What to produce —
Take the part of the records below that opens with the line containing "Signal-phase audit: put a marker on every instance of the cloudy" and runs to the end of the records, and format it as a JSON list of strings with one string per line, omitting blank lines. Leave the pictures out of the answer.

Records —
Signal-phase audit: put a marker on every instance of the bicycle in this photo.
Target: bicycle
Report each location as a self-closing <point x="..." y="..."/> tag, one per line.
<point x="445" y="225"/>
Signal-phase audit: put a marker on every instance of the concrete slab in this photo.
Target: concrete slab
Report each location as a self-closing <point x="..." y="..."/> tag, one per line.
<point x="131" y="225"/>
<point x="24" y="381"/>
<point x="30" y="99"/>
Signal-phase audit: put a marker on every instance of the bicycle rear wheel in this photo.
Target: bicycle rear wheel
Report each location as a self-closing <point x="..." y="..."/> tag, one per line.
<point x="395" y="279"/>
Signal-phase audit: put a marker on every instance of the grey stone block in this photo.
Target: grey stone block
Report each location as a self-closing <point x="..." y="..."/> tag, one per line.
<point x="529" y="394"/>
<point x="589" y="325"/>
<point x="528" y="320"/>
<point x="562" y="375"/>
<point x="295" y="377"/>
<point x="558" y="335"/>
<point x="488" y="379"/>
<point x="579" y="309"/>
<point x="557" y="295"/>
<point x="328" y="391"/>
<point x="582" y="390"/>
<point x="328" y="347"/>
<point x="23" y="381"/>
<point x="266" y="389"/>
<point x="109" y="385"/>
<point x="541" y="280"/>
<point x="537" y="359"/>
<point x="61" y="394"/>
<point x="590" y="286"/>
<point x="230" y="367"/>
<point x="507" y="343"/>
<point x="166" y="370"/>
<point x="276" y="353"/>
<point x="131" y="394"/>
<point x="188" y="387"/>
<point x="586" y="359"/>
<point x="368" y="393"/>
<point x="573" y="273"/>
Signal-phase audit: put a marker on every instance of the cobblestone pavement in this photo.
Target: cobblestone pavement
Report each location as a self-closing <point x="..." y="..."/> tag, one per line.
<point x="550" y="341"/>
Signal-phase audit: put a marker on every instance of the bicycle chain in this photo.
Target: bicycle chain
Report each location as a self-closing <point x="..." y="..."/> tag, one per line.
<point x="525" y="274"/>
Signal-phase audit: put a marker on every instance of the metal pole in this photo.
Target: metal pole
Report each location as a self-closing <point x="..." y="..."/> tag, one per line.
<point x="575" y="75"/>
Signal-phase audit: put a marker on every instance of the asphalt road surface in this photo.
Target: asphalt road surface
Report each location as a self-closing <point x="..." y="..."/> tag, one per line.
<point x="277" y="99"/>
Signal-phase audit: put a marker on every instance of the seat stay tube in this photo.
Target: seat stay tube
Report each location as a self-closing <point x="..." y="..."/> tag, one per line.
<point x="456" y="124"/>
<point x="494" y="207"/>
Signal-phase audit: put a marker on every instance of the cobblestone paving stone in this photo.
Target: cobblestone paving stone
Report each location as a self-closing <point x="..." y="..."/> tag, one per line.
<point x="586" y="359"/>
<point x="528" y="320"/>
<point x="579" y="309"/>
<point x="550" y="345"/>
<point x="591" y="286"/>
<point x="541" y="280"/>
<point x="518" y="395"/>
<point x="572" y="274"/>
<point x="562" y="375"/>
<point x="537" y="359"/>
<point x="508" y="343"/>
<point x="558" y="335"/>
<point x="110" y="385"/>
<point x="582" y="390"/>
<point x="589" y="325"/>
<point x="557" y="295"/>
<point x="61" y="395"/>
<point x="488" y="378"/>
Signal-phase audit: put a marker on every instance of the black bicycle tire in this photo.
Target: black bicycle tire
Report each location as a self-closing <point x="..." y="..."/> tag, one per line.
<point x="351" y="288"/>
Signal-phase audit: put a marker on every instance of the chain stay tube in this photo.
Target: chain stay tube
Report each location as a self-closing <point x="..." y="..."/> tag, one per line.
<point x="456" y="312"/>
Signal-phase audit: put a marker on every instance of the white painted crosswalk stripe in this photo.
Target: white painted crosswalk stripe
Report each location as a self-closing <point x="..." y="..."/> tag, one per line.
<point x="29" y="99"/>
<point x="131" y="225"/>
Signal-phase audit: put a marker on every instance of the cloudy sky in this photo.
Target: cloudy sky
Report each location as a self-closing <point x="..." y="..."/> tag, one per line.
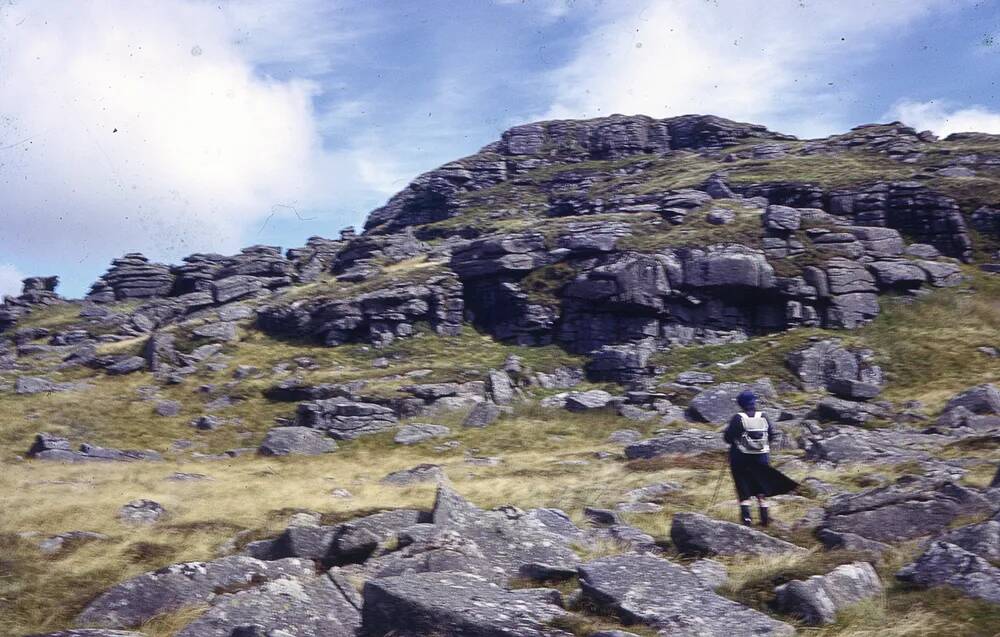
<point x="176" y="126"/>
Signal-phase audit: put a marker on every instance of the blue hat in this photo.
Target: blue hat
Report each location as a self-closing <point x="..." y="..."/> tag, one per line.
<point x="746" y="399"/>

Written solution —
[
  "Signal-phase audit: put a marker on every instance of the cloudy sky in this photo.",
  "Target: cloudy sky",
  "Report each location as a self-closing <point x=\"...\" y=\"...\"/> tag, one per line.",
  "<point x=\"176\" y=\"126\"/>",
  "Signal-phase audit: put a marker on every instance of the blue hat in this photo.",
  "Target: blue hat",
  "Report each location as a self-closing <point x=\"...\" y=\"...\"/> tag, one per line.",
  "<point x=\"746\" y=\"399\"/>"
]